Excerpt:
Following a good meeting with the Rev. Canon Janet Waggoner, transition ministry officer with the Episcopal Diocese of Fort Worth, we are now poised to move into the next  phase in our search for a new rector.
There are four important groups which have important areas of responsibility in order to have a successful search: the Vestry, the Profile Committee, and the Search Committee, and the congregation.

The Vestry

“The Vestry is responsible for making sure the truth is being told.” In addition, the Vestry will need to make sure there is adequate funding for the search process and to put together an adequate and attractive financial package for the new rector.  The Vestry needs to maintain a positive outlook throughout the search process, as frustrations can run high. They are to aid the parish in staying strong at every step and keep the parish moving forward. Finally, they are to take the recommendation of the Search Committee and issue a call. One thing to remember is that this will not be a done deal until the vestry has both a signed contract and a move date.

Task prompt: List the groups that the text on the rector search names as having important areas of responsibility in the search. The entries are separate material, unconnected to the text on the rector search.

Dataset excerpts:

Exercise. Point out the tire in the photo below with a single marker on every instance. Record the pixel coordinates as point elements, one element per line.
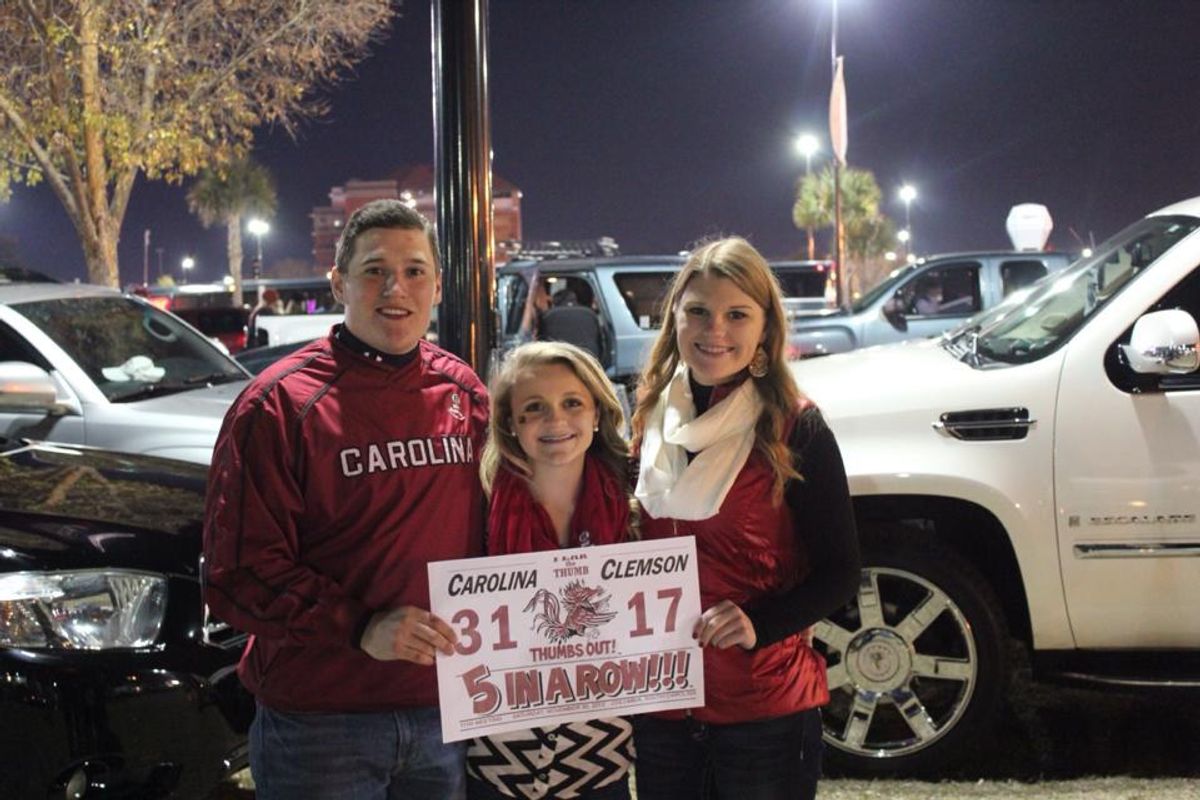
<point>916,661</point>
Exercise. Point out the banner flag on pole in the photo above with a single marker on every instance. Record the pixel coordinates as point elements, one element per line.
<point>838,114</point>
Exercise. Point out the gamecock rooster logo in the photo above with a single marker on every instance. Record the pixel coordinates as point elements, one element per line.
<point>582,609</point>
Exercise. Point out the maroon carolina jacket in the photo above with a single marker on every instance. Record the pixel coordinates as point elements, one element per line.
<point>335,480</point>
<point>751,552</point>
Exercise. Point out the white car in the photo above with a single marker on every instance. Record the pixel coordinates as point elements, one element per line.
<point>1035,475</point>
<point>90,366</point>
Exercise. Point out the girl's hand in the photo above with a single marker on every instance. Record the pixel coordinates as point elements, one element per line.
<point>725,625</point>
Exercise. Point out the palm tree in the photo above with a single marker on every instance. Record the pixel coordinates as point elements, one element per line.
<point>868,230</point>
<point>225,196</point>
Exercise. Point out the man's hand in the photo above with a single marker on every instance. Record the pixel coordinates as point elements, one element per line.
<point>725,625</point>
<point>407,633</point>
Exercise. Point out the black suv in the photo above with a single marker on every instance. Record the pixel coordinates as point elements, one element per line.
<point>112,680</point>
<point>625,292</point>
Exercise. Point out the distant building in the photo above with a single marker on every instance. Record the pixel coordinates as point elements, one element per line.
<point>413,185</point>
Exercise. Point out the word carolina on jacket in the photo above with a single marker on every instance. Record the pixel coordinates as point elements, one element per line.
<point>407,453</point>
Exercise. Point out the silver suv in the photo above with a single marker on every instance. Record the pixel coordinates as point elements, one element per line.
<point>90,366</point>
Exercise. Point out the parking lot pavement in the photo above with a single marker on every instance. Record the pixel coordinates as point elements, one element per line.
<point>1055,743</point>
<point>1107,788</point>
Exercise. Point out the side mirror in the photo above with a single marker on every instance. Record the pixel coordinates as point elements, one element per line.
<point>893,312</point>
<point>27,388</point>
<point>1164,342</point>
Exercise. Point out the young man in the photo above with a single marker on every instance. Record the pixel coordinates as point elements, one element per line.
<point>339,474</point>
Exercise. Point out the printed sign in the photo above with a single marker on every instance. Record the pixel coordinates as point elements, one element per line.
<point>582,633</point>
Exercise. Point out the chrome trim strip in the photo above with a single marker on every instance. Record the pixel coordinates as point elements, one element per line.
<point>1144,683</point>
<point>1140,549</point>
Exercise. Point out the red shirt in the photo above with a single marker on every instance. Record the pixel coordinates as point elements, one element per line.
<point>335,480</point>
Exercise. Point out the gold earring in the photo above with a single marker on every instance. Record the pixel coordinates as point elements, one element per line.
<point>759,364</point>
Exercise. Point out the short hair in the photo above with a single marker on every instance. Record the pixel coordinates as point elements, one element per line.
<point>382,214</point>
<point>503,446</point>
<point>565,298</point>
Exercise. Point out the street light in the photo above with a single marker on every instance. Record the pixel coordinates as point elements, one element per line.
<point>807,145</point>
<point>907,194</point>
<point>258,229</point>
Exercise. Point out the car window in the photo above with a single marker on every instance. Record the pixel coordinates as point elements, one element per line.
<point>1018,275</point>
<point>802,282</point>
<point>127,348</point>
<point>942,292</point>
<point>13,347</point>
<point>643,294</point>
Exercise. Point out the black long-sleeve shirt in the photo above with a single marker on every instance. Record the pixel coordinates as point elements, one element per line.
<point>825,528</point>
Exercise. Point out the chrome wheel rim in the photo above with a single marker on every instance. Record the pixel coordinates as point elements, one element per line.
<point>903,666</point>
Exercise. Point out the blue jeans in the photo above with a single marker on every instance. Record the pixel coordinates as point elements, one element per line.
<point>765,759</point>
<point>384,756</point>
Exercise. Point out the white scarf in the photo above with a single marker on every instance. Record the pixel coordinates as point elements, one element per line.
<point>667,486</point>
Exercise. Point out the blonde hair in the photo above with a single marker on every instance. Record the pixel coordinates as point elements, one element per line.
<point>733,259</point>
<point>503,445</point>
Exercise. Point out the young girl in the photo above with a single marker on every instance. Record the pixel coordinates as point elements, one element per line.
<point>731,455</point>
<point>553,467</point>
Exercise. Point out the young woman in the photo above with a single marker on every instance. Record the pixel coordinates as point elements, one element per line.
<point>732,455</point>
<point>555,468</point>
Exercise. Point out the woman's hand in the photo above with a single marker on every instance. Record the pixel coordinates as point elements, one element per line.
<point>725,625</point>
<point>407,633</point>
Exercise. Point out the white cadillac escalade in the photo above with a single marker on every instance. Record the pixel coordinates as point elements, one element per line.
<point>1033,474</point>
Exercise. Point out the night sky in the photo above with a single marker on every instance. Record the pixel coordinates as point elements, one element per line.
<point>660,121</point>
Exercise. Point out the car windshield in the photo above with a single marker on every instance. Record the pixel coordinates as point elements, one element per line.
<point>885,287</point>
<point>1026,329</point>
<point>130,349</point>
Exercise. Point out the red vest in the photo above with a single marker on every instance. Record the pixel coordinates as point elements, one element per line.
<point>748,553</point>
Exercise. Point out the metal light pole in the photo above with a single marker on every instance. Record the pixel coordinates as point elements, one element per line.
<point>807,144</point>
<point>462,144</point>
<point>907,194</point>
<point>838,139</point>
<point>257,228</point>
<point>145,258</point>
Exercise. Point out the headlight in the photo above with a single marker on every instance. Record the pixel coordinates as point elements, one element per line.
<point>93,609</point>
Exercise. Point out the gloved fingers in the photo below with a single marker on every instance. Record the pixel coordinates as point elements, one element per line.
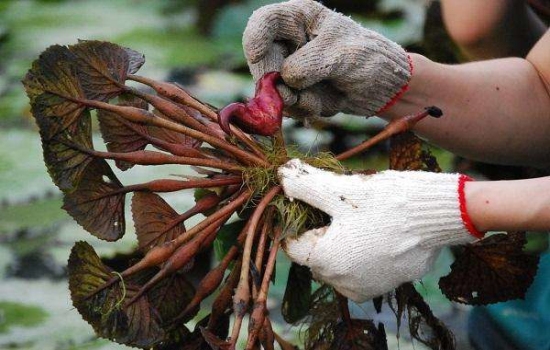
<point>314,62</point>
<point>301,250</point>
<point>320,100</point>
<point>271,62</point>
<point>310,185</point>
<point>289,21</point>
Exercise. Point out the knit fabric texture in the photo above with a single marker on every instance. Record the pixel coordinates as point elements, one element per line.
<point>386,228</point>
<point>328,62</point>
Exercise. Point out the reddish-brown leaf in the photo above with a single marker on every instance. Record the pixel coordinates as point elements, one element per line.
<point>171,296</point>
<point>171,136</point>
<point>103,67</point>
<point>65,164</point>
<point>407,153</point>
<point>121,135</point>
<point>423,325</point>
<point>492,270</point>
<point>154,220</point>
<point>97,204</point>
<point>50,84</point>
<point>107,311</point>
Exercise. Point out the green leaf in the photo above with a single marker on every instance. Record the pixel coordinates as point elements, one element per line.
<point>103,67</point>
<point>121,135</point>
<point>107,311</point>
<point>154,220</point>
<point>97,204</point>
<point>65,164</point>
<point>297,298</point>
<point>227,237</point>
<point>50,84</point>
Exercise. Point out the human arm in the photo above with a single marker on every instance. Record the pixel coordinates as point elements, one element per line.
<point>388,228</point>
<point>492,28</point>
<point>496,111</point>
<point>514,205</point>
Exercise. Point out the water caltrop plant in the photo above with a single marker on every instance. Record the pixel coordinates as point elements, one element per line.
<point>149,300</point>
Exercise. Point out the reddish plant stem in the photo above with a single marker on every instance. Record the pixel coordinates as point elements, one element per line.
<point>394,127</point>
<point>223,300</point>
<point>171,110</point>
<point>178,150</point>
<point>160,254</point>
<point>158,158</point>
<point>267,337</point>
<point>141,116</point>
<point>206,203</point>
<point>260,250</point>
<point>260,308</point>
<point>169,185</point>
<point>344,309</point>
<point>180,257</point>
<point>242,294</point>
<point>179,95</point>
<point>211,281</point>
<point>283,343</point>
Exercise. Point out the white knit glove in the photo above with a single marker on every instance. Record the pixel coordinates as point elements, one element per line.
<point>386,228</point>
<point>330,62</point>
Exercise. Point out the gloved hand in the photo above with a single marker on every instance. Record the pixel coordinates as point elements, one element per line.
<point>386,228</point>
<point>330,62</point>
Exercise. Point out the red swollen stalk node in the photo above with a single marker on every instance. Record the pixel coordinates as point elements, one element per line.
<point>261,115</point>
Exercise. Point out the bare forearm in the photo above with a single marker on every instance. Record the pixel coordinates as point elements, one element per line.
<point>492,28</point>
<point>509,205</point>
<point>496,111</point>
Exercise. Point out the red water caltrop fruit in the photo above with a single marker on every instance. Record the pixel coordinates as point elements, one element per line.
<point>261,115</point>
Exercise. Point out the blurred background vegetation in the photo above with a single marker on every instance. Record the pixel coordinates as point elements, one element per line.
<point>198,44</point>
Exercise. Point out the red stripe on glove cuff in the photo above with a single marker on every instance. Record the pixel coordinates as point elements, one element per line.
<point>463,212</point>
<point>399,93</point>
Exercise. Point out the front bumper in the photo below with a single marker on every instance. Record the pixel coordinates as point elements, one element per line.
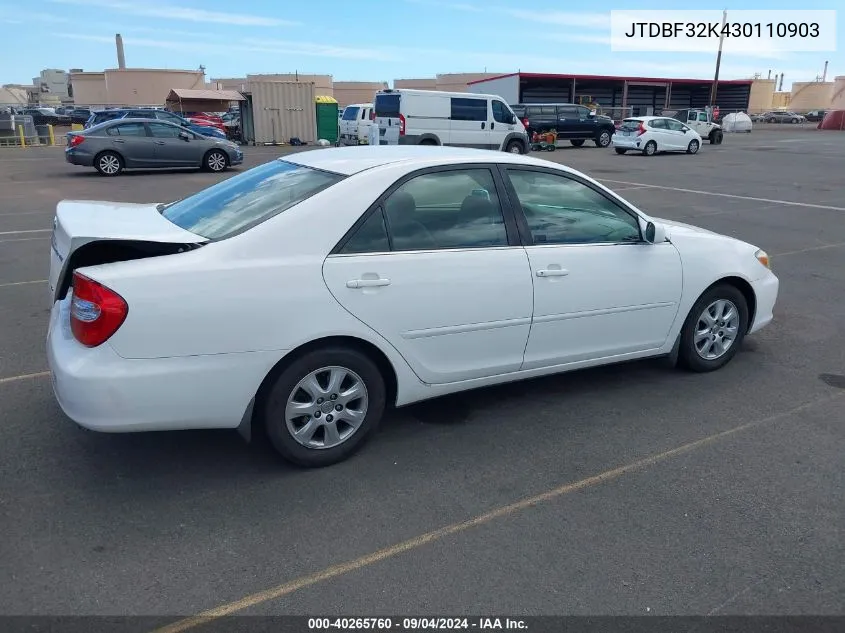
<point>102,391</point>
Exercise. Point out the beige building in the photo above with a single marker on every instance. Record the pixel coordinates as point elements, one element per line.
<point>131,86</point>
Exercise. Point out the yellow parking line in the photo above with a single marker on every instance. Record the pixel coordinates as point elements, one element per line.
<point>39,374</point>
<point>435,535</point>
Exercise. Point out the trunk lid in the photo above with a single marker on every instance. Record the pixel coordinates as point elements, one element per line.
<point>121,231</point>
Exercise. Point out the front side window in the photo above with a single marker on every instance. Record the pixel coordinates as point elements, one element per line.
<point>469,109</point>
<point>248,199</point>
<point>560,210</point>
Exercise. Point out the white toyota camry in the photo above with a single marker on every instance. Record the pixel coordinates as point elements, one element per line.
<point>310,293</point>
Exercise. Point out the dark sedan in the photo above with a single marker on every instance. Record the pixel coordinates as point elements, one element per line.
<point>122,144</point>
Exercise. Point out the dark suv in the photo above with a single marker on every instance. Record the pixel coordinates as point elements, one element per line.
<point>572,122</point>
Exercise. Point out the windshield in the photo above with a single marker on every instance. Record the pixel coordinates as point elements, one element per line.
<point>248,199</point>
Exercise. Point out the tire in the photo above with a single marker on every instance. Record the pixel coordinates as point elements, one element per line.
<point>215,161</point>
<point>109,163</point>
<point>351,432</point>
<point>603,139</point>
<point>514,147</point>
<point>696,326</point>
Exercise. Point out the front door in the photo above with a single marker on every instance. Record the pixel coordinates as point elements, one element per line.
<point>469,124</point>
<point>436,271</point>
<point>599,289</point>
<point>173,151</point>
<point>132,142</point>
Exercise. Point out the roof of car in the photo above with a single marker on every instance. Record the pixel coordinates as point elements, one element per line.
<point>354,159</point>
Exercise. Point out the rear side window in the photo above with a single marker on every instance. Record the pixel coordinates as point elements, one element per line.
<point>469,109</point>
<point>248,199</point>
<point>387,105</point>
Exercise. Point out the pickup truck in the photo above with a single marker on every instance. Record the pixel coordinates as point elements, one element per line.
<point>571,122</point>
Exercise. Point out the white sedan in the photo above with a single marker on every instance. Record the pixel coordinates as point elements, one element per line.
<point>653,134</point>
<point>310,293</point>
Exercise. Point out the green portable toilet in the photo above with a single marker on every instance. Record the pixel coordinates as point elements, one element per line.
<point>327,120</point>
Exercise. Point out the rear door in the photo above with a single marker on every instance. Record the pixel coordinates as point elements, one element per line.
<point>470,121</point>
<point>173,151</point>
<point>389,118</point>
<point>133,143</point>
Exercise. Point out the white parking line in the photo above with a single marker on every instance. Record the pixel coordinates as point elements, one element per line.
<point>23,283</point>
<point>30,231</point>
<point>39,374</point>
<point>729,195</point>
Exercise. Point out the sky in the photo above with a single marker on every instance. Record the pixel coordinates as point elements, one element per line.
<point>369,40</point>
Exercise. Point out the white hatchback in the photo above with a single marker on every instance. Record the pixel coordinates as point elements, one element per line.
<point>653,134</point>
<point>309,293</point>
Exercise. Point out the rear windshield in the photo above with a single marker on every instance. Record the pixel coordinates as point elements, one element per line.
<point>387,106</point>
<point>248,199</point>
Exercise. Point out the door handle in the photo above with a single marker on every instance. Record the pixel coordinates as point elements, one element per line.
<point>367,283</point>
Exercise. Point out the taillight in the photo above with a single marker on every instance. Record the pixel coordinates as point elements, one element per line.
<point>96,312</point>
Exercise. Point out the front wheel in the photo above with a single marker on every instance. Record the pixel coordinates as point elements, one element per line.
<point>324,405</point>
<point>714,329</point>
<point>215,161</point>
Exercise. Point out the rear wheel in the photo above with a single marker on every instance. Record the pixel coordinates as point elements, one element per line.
<point>514,147</point>
<point>216,161</point>
<point>324,405</point>
<point>109,164</point>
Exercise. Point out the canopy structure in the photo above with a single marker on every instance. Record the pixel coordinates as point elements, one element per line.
<point>184,100</point>
<point>833,120</point>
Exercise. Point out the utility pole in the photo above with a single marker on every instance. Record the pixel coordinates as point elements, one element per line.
<point>718,59</point>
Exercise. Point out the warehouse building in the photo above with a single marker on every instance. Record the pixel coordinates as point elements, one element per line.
<point>642,95</point>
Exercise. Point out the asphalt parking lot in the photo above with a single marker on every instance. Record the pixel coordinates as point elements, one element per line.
<point>657,492</point>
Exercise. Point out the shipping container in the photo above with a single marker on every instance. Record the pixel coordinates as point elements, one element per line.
<point>280,111</point>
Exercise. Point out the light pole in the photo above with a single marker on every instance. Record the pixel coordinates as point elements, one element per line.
<point>718,59</point>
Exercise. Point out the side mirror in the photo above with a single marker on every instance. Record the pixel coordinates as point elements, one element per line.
<point>655,233</point>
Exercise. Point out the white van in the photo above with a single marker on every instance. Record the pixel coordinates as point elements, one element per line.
<point>355,124</point>
<point>429,117</point>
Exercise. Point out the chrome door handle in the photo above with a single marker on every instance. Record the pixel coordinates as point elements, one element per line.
<point>367,283</point>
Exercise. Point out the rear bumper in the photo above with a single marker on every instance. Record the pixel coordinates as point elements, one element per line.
<point>766,293</point>
<point>102,391</point>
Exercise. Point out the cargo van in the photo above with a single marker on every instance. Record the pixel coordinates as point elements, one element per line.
<point>355,124</point>
<point>461,119</point>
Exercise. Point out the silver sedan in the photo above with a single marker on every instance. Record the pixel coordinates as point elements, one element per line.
<point>114,146</point>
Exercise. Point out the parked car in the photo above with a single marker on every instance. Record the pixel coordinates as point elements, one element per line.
<point>122,144</point>
<point>784,117</point>
<point>309,293</point>
<point>355,124</point>
<point>570,122</point>
<point>652,134</point>
<point>151,113</point>
<point>431,117</point>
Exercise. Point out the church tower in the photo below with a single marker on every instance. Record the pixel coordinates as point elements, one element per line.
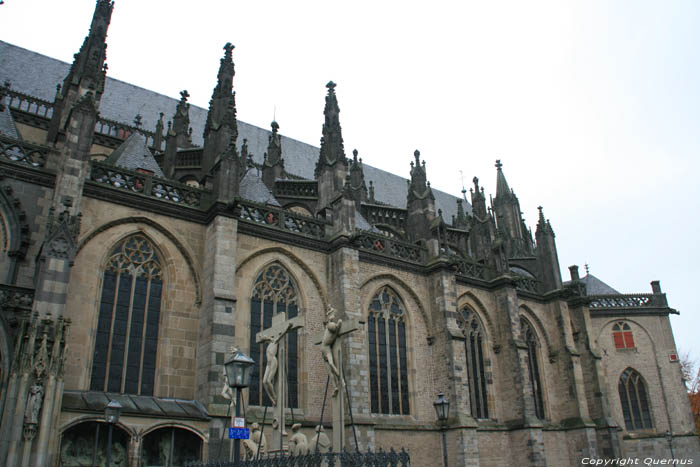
<point>331,166</point>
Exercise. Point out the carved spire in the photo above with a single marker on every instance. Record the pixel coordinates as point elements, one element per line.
<point>546,253</point>
<point>332,150</point>
<point>87,73</point>
<point>355,182</point>
<point>273,164</point>
<point>502,189</point>
<point>420,204</point>
<point>419,187</point>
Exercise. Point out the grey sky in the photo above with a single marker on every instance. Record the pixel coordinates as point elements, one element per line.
<point>593,106</point>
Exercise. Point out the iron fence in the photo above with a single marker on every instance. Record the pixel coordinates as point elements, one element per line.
<point>379,458</point>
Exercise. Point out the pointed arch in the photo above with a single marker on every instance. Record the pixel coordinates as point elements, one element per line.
<point>14,234</point>
<point>634,400</point>
<point>529,336</point>
<point>184,251</point>
<point>390,279</point>
<point>296,260</point>
<point>388,363</point>
<point>128,318</point>
<point>474,348</point>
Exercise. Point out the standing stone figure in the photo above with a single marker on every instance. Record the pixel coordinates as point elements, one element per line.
<point>320,442</point>
<point>272,364</point>
<point>330,334</point>
<point>34,401</point>
<point>257,436</point>
<point>298,444</point>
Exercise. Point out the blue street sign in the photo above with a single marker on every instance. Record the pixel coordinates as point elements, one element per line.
<point>238,433</point>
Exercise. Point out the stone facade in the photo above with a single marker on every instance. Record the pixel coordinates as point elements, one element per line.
<point>533,375</point>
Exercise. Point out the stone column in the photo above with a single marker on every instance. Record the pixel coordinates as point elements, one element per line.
<point>218,314</point>
<point>527,440</point>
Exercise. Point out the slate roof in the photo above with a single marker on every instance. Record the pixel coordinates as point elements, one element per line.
<point>252,188</point>
<point>134,154</point>
<point>7,124</point>
<point>150,406</point>
<point>122,101</point>
<point>595,286</point>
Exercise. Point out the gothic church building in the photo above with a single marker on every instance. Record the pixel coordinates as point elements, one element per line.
<point>135,250</point>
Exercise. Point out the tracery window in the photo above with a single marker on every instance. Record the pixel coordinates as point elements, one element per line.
<point>388,367</point>
<point>127,326</point>
<point>634,400</point>
<point>474,351</point>
<point>622,336</point>
<point>274,292</point>
<point>533,365</point>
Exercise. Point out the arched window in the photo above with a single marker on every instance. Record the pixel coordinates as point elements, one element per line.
<point>274,292</point>
<point>622,336</point>
<point>474,350</point>
<point>127,327</point>
<point>170,447</point>
<point>634,400</point>
<point>533,366</point>
<point>85,444</point>
<point>388,368</point>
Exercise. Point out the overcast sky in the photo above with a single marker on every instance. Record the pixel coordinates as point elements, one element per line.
<point>592,106</point>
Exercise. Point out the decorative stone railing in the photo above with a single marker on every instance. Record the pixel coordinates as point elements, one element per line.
<point>389,246</point>
<point>395,217</point>
<point>32,105</point>
<point>622,301</point>
<point>122,131</point>
<point>472,270</point>
<point>17,298</point>
<point>189,158</point>
<point>296,188</point>
<point>281,219</point>
<point>23,152</point>
<point>136,182</point>
<point>528,284</point>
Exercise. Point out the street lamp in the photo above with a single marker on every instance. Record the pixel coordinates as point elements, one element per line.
<point>442,409</point>
<point>238,374</point>
<point>112,412</point>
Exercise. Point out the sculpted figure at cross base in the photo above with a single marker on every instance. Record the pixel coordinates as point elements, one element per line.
<point>320,442</point>
<point>272,363</point>
<point>298,444</point>
<point>330,334</point>
<point>34,401</point>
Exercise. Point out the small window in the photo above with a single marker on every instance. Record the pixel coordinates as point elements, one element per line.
<point>622,336</point>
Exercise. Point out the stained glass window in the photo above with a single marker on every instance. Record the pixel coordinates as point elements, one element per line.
<point>274,292</point>
<point>473,331</point>
<point>129,315</point>
<point>533,365</point>
<point>622,336</point>
<point>634,400</point>
<point>388,365</point>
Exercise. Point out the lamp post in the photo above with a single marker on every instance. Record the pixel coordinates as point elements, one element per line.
<point>112,412</point>
<point>238,373</point>
<point>442,409</point>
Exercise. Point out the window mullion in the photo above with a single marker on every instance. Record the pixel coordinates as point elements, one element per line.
<point>111,330</point>
<point>128,330</point>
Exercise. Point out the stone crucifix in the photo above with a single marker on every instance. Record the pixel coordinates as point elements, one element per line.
<point>331,349</point>
<point>275,376</point>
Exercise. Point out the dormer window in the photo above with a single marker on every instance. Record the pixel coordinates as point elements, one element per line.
<point>622,336</point>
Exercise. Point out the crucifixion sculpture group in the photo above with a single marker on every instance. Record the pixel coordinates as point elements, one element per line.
<point>275,378</point>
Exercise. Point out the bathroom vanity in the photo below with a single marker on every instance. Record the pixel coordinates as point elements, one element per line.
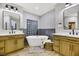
<point>67,45</point>
<point>11,43</point>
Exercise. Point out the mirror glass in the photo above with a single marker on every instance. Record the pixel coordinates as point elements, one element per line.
<point>71,18</point>
<point>10,21</point>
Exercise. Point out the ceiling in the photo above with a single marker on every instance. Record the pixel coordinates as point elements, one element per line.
<point>37,8</point>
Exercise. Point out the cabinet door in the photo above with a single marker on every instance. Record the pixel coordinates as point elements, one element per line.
<point>9,45</point>
<point>75,49</point>
<point>20,43</point>
<point>65,48</point>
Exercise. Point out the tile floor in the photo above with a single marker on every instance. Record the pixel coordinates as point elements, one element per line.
<point>33,51</point>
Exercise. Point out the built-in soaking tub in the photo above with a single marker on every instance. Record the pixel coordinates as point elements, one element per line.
<point>36,40</point>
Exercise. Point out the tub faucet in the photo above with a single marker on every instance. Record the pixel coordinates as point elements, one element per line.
<point>12,29</point>
<point>73,32</point>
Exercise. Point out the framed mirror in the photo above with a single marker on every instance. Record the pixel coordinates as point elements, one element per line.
<point>10,21</point>
<point>71,18</point>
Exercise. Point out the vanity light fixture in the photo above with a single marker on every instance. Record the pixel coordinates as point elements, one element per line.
<point>36,8</point>
<point>11,7</point>
<point>68,4</point>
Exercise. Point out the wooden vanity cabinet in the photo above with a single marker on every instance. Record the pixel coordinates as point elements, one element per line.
<point>56,43</point>
<point>64,47</point>
<point>19,42</point>
<point>68,46</point>
<point>11,43</point>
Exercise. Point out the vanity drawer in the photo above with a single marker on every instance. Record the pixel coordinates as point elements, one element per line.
<point>3,37</point>
<point>59,37</point>
<point>56,42</point>
<point>1,43</point>
<point>1,51</point>
<point>19,36</point>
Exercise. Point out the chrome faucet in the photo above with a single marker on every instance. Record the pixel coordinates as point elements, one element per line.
<point>12,29</point>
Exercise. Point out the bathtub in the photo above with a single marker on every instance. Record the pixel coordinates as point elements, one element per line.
<point>36,40</point>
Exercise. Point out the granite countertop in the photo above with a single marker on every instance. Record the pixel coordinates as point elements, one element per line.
<point>66,35</point>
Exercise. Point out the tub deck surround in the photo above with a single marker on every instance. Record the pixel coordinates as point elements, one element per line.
<point>10,43</point>
<point>36,40</point>
<point>67,35</point>
<point>67,45</point>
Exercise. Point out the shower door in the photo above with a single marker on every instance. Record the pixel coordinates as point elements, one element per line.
<point>32,27</point>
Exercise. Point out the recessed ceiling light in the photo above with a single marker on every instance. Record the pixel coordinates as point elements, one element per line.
<point>36,8</point>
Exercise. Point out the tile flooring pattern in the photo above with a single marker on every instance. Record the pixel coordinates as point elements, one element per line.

Worked solution:
- The Vestry
- The Profile Committee
- The Search Committee
- The congregation